About the European University Film Awards
Inspired by a successfully and passionately run model in Québec, the Prix collégial du cinéma québécois (PCCQ), Filmfest Hamburg and the European Film Academy (EFA) launched in 2016 the European University Film Award (EUFA) - presented and voted by European university students. The aim of this initiative is to involve a younger audience, to spread the "European idea" and to transport the spirit of European cinema to an audience of university students. It shall also support film dissemination, film education and the culture of debating.
In its First Edition in 2016 it started with 13 universities from 13 different European countries. The Second Edition in 2017 already saw 20 universities from 20 different countries: Belgium, Czech Republic, Denmark, Finland, France, Germany, Greece, Hungary, Ireland, Israel, Italy, Netherlands, Poland, Romania, Serbia, Spain, Sweden, Switzerland, Turkey and United Kingdom.
Based on the 51 feature films and 15 documentaries eligible for the European Film Award 2017 a committee of film experts nominated five films from five European countries for the 2nd European University Film Award. These five films were viewed and discussed in the respective university classes and each institution selected its favourite film. One student representative for each of the 20 universities came to Hamburg for a three-day deliberation meeting in December. During those three days the students discussed all films together, exchanged arguments and voted for the winner. The Award was presented to the Icelandic director Guðmundur Arnar Guðmundsson for his film HEARTSTONE as part of the 30th European Film Awards in Berlin in December 2017.

Stored rows:
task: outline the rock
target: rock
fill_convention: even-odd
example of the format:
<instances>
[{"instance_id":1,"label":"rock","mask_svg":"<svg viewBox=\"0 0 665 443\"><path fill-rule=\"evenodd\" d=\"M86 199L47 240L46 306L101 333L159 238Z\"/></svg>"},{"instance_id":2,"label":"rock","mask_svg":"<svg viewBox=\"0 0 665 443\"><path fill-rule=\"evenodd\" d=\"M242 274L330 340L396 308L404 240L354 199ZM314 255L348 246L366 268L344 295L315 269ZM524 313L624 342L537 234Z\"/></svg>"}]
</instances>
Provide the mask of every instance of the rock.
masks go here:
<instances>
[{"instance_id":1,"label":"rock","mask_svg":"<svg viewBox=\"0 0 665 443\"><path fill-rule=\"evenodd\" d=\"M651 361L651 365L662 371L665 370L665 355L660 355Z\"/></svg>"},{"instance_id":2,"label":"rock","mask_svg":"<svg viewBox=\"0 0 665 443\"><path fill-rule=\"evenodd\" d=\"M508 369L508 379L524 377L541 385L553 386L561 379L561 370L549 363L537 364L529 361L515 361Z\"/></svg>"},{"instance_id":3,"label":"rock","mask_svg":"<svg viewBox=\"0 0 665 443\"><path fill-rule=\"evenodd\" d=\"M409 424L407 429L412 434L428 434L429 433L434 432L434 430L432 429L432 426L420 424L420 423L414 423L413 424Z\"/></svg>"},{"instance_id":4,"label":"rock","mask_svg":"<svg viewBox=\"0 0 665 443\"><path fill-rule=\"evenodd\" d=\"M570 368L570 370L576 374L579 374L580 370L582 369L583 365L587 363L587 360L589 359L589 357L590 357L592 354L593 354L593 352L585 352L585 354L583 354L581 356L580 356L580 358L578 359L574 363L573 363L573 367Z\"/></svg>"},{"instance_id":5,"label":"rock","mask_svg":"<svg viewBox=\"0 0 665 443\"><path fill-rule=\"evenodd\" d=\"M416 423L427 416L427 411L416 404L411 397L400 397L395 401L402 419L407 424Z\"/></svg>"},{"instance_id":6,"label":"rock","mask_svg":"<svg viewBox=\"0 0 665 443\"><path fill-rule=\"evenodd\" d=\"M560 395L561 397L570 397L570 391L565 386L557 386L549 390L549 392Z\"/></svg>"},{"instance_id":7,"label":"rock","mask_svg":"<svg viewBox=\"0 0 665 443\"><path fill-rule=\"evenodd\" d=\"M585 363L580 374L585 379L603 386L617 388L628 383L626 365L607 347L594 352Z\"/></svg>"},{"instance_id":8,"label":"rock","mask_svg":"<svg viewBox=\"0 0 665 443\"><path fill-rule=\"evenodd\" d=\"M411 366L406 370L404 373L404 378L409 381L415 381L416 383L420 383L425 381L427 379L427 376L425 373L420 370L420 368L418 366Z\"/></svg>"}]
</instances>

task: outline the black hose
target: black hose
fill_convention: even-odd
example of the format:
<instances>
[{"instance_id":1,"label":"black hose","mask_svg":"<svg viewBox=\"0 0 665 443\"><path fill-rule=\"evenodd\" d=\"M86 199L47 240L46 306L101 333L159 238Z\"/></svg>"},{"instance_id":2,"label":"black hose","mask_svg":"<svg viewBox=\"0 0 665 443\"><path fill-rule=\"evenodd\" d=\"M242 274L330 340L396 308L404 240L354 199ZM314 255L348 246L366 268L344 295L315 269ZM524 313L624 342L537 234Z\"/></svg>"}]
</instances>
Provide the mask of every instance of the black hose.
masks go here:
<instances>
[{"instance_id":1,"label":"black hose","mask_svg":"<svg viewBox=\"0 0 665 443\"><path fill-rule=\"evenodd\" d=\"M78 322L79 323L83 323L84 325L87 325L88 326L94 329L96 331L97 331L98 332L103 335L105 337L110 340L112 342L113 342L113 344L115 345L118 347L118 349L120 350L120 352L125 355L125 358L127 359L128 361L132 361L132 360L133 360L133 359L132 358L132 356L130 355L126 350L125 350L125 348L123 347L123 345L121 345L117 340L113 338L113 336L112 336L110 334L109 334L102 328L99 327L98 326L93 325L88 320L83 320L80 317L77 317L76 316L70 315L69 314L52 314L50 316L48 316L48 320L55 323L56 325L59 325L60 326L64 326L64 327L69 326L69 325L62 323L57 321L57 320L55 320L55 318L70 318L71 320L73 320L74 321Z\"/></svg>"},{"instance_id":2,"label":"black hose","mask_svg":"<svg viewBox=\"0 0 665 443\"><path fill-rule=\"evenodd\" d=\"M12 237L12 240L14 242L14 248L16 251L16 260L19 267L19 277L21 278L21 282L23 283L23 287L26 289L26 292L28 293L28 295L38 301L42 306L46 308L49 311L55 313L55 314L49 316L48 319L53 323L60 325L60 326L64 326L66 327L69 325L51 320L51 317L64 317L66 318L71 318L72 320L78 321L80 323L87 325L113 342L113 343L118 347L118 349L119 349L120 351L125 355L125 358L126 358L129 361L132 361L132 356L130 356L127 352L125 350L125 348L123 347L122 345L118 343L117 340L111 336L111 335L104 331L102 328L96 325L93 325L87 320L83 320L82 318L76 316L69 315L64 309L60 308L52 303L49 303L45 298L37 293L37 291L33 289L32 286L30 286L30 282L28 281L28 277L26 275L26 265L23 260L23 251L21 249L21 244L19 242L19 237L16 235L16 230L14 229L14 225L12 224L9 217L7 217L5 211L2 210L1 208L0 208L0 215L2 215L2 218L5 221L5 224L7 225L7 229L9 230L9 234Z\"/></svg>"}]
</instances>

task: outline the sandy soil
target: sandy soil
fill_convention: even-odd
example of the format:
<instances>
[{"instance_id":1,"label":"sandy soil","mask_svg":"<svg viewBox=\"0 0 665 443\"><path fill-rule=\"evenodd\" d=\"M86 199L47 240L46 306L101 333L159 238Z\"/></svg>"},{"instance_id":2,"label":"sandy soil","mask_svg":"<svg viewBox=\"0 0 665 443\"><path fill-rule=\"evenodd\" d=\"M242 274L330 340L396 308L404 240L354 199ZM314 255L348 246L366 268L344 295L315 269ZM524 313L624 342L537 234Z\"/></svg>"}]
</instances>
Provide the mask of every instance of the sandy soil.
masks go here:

To be done:
- a) Copy the European University Film Award text from "In its First" to "and United Kingdom.", replacing "First Edition" with "Inaugural Edition".
- b) Write what comes next in the European University Film Award text after its final sentence.

Task-by-task results:
- a)
In its Inaugural Edition in 2016 it started with 13 universities from 13 different European countries. The Second Edition in 2017 already saw 20 universities from 20 different countries: Belgium, Czech Republic, Denmark, Finland, France, Germany, Greece, Hungary, Ireland, Israel, Italy, Netherlands, Poland, Romania, Serbia, Spain, Sweden, Switzerland, Turkey and United Kingdom.

- b)
2018 EUFA Winner - HAPPY AS LAZZARO
After a strong and passionate debate held by 22 students from 22 European countries in Hamburg the Italian film HAPPY AS LAZZARO (LAZZARO FELICE) by Alice Rohrwacher is the winner of the third European University Film Award (EUFA).
From the jury statement: "Alice Rohrwacher's HAPPY AS LAZZARO is an unconventional contemporary take on Italian Neorealism, shot on 16mm, that overcomes geographical and stylistic boundaries. The movie conveys the harshness of the exploitation of people in contemporary world and tackles topics such as class, poverty and ideology, through the eyes of the main character Lazzaro.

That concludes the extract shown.